◆ **What you are asked to do**: Repeat verbatim the lines from the one containing "Wildlife-tally request: point out every instance of the bright" through the end of the rows below, including both ends.

** START Data provided **

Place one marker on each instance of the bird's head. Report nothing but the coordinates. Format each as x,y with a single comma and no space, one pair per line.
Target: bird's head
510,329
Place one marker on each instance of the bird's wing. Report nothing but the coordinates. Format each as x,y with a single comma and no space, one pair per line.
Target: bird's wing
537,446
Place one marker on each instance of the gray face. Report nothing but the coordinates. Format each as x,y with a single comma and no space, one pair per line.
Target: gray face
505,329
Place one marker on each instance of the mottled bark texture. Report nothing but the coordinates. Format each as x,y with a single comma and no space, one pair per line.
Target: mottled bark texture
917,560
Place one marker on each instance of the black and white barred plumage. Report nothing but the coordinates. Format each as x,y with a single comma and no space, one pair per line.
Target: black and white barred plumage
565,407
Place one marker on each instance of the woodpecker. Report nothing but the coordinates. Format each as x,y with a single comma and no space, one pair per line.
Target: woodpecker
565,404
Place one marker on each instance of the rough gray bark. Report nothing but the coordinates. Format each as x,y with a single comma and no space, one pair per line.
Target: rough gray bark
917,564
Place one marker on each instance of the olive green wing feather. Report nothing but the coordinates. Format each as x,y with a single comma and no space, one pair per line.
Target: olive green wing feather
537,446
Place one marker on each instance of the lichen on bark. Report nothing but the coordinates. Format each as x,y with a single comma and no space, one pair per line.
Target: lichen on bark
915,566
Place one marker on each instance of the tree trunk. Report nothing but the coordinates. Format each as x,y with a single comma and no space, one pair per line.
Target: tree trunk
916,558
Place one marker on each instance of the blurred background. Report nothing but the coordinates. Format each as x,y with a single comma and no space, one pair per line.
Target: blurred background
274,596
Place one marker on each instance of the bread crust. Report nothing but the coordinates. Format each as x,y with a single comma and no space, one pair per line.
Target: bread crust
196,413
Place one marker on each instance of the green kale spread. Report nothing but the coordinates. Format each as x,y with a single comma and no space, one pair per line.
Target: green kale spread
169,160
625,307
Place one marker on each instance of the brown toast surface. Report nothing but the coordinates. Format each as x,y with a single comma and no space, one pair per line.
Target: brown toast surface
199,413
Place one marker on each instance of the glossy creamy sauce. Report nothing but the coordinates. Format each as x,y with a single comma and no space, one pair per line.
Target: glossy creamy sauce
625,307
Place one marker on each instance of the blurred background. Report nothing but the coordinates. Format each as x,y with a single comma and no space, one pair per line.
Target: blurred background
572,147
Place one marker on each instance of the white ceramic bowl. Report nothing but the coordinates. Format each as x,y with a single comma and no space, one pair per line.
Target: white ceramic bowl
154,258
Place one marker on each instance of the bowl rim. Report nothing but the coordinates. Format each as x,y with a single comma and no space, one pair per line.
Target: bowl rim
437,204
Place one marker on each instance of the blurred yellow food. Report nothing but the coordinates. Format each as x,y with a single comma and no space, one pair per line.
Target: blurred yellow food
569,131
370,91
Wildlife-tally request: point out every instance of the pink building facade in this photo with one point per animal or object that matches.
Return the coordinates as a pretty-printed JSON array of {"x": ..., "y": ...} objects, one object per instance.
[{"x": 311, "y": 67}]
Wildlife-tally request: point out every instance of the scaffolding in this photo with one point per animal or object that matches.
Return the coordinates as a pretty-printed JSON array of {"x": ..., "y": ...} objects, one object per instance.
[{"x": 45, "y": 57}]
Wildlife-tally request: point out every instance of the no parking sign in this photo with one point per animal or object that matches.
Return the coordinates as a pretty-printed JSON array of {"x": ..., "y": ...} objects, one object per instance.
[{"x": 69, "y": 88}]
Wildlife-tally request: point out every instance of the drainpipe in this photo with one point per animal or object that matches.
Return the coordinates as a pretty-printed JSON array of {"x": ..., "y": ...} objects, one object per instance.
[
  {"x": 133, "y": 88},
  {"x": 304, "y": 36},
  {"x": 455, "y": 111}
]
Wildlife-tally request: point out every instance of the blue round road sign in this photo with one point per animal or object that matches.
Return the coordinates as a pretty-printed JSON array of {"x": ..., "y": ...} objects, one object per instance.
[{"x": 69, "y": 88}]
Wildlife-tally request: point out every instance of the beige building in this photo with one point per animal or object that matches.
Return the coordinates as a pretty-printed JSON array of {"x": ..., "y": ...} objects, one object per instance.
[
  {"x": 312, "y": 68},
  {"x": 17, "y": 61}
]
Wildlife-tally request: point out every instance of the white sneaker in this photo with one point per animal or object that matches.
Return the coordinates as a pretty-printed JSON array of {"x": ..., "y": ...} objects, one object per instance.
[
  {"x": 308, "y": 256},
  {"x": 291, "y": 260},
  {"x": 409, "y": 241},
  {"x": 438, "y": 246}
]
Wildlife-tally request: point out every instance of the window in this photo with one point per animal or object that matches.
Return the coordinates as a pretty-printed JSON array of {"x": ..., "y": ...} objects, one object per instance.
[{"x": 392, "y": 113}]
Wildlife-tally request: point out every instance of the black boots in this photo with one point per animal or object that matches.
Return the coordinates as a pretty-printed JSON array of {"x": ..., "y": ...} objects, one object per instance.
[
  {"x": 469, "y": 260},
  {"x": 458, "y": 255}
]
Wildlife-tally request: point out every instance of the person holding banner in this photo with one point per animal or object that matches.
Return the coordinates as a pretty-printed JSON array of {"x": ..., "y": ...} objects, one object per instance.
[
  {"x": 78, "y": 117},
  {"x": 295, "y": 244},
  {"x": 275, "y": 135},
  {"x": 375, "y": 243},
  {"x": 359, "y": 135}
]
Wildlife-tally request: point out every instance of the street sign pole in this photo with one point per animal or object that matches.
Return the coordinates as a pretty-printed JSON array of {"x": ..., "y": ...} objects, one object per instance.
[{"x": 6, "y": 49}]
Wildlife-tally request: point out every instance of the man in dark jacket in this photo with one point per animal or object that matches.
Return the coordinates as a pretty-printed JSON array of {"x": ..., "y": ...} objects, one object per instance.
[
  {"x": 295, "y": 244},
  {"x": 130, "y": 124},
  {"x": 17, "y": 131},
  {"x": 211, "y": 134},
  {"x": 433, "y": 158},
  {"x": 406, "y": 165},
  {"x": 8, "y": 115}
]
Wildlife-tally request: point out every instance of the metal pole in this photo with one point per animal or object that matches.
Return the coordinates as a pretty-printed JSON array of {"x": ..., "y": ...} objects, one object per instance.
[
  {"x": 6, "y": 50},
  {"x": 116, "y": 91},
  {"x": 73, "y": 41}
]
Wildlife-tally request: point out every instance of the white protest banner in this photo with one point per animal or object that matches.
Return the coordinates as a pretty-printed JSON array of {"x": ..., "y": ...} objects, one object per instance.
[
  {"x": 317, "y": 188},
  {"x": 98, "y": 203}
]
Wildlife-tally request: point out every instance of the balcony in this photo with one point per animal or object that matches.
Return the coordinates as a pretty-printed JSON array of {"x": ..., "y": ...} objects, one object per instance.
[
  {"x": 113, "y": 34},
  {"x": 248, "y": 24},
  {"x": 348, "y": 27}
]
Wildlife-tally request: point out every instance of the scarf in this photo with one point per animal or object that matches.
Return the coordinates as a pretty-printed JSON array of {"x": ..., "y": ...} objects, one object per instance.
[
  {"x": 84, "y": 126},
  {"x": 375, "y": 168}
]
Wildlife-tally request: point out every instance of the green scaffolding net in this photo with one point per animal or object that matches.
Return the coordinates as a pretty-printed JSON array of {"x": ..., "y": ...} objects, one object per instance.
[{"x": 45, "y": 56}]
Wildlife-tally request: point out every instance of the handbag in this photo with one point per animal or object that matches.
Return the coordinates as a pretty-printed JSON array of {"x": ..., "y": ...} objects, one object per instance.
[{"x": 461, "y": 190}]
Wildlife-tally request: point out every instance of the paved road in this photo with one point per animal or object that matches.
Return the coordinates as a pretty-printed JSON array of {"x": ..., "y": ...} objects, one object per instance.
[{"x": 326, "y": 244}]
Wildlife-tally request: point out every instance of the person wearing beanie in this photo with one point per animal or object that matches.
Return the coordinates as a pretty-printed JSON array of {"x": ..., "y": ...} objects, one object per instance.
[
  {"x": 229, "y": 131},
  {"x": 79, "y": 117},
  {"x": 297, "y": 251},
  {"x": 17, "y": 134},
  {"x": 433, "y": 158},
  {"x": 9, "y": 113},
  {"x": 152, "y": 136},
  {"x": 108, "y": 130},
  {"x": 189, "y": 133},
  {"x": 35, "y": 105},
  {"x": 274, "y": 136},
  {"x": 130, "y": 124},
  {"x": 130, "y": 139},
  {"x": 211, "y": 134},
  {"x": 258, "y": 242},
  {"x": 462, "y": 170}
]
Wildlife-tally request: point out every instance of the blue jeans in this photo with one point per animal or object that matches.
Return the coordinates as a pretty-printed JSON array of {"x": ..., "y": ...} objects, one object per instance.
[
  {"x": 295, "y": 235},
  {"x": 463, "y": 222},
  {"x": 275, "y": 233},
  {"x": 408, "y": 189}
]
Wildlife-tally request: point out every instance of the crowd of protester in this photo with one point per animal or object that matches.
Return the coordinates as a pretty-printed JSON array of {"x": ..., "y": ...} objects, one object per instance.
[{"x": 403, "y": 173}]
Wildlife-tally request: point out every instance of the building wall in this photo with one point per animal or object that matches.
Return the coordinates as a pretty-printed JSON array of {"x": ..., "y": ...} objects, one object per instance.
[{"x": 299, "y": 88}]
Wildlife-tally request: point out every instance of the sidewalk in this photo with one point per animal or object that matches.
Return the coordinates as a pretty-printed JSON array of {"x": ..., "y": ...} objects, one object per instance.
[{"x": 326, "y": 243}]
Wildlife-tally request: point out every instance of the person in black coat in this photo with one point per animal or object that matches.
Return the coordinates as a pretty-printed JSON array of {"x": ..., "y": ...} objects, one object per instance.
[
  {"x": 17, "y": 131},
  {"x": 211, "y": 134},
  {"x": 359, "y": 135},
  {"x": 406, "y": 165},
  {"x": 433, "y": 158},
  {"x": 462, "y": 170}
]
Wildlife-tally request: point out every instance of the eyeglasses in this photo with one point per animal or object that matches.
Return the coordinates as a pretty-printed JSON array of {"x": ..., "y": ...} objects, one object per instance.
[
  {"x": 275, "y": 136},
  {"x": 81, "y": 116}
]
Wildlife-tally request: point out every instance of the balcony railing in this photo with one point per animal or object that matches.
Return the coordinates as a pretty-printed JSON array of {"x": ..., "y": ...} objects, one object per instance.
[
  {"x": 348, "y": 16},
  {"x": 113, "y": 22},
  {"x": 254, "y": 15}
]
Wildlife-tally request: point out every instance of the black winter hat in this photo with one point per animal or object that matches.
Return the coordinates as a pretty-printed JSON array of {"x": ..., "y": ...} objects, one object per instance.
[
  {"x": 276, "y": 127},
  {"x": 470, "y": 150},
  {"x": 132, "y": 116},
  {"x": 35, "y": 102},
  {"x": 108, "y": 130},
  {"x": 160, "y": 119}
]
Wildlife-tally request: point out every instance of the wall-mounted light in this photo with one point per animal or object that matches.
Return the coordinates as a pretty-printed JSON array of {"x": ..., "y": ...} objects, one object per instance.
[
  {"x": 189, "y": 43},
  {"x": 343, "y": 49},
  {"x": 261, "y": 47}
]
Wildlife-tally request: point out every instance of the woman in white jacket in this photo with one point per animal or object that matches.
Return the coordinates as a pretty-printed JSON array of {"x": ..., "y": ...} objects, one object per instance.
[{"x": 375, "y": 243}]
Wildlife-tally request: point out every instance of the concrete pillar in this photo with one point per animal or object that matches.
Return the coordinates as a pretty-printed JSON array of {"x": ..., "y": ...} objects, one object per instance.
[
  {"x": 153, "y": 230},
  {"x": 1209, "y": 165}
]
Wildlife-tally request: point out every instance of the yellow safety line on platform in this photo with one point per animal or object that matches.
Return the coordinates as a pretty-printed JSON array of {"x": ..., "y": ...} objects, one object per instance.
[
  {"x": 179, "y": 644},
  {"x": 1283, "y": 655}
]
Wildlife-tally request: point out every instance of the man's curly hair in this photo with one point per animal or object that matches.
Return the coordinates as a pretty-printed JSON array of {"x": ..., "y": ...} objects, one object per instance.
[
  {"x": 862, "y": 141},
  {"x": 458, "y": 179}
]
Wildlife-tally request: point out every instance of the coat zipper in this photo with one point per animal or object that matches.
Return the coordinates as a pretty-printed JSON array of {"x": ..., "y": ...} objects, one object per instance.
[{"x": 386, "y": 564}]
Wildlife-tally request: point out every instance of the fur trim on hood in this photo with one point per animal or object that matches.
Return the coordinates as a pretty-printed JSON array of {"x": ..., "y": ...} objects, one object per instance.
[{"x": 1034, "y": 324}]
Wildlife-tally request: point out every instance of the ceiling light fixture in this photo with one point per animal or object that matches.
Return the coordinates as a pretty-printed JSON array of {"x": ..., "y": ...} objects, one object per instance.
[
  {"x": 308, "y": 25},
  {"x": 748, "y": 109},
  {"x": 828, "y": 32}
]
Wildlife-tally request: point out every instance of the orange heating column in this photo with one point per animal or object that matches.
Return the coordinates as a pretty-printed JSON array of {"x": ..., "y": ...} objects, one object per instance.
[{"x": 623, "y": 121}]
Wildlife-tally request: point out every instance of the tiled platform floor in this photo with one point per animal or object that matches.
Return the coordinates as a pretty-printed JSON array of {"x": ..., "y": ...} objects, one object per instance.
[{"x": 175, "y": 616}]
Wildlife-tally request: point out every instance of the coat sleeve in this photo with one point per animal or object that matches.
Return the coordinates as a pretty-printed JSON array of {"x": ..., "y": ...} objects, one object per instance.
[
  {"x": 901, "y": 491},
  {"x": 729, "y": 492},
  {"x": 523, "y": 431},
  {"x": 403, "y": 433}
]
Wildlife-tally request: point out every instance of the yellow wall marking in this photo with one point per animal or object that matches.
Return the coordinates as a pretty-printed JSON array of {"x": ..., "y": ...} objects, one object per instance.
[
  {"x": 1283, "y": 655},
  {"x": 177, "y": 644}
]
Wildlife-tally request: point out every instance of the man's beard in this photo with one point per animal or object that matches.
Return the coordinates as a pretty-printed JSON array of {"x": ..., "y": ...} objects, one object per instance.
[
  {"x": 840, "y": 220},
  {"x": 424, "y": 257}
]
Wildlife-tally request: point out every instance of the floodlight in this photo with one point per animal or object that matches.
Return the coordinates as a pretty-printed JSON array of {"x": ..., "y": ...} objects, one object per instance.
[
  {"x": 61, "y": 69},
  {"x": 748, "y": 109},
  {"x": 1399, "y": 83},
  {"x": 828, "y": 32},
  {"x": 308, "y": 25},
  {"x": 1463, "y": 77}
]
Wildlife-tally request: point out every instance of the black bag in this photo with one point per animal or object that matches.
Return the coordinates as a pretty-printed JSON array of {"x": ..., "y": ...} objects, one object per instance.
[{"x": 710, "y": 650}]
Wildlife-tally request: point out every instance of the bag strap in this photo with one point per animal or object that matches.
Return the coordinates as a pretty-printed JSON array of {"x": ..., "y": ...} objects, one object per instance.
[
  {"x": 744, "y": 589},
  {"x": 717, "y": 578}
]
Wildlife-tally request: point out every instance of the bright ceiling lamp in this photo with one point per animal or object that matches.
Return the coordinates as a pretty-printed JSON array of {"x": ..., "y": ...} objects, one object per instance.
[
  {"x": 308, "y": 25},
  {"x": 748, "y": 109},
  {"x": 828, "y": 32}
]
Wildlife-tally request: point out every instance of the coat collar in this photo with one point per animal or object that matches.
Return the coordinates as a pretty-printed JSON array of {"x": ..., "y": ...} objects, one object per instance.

** END Data provided **

◆ **Expected answer**:
Wildlife-tally request: point out every instance of the bright ceiling lamp in this photo with one point per animal or object that matches.
Return the coordinates as a pretty-printed JSON array of {"x": ..., "y": ...} objects, one object per instance.
[
  {"x": 308, "y": 25},
  {"x": 748, "y": 109},
  {"x": 828, "y": 32}
]
Wildlife-tally request: point out every instance of the coat collar in this photo with one point per animal or object that matches.
Return the coordinates as a pretty-printed JSON array of {"x": ..., "y": ...} objects, one object per instance.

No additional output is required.